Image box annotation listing

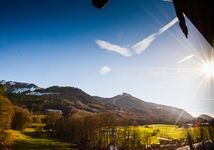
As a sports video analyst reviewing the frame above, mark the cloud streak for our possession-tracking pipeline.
[95,17,178,57]
[100,66,111,75]
[96,40,132,57]
[177,55,194,64]
[131,17,178,54]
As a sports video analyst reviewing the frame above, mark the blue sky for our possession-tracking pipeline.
[0,0,214,115]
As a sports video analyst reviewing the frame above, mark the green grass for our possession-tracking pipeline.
[125,124,187,144]
[7,128,71,150]
[139,124,186,143]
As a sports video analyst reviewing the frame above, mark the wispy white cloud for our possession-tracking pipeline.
[100,66,111,75]
[177,55,194,64]
[131,17,178,54]
[96,17,178,57]
[96,40,132,57]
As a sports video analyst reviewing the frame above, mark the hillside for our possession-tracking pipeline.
[0,81,193,124]
[94,93,193,123]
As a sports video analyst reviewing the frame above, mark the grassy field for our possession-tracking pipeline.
[3,124,186,150]
[7,128,71,150]
[136,124,187,144]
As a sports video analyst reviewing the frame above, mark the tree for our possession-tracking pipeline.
[187,131,194,150]
[0,87,13,130]
[12,106,32,131]
[45,112,62,134]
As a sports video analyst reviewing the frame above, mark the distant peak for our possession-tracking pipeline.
[121,92,131,96]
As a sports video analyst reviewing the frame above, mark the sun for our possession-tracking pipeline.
[202,61,214,77]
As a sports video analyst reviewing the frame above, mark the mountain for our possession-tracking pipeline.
[0,80,40,94]
[94,93,193,123]
[0,81,193,124]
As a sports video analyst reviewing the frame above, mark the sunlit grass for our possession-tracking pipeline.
[138,124,186,144]
[7,128,71,150]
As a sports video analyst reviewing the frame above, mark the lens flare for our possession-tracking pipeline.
[202,62,214,77]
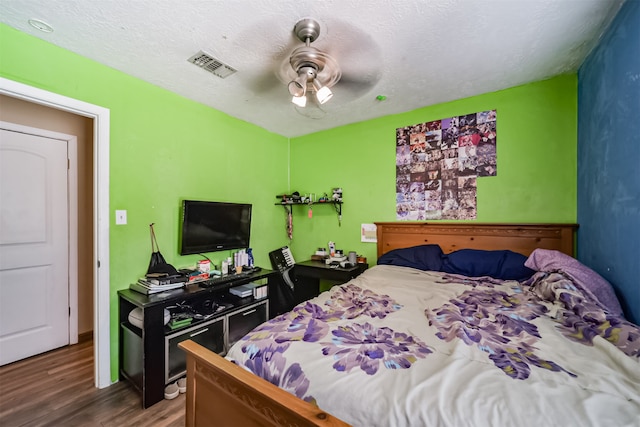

### Task details
List every line in the listing above that contains the string "cloud", matching case exactly.

### Task result
As a sports video analyst reviewing the frame above, mark the cloud streak for our possession-tracking pipeline.
As a sports video analyst reviewing the frame above, mark the wispy white cloud for our possession-tracking pipeline.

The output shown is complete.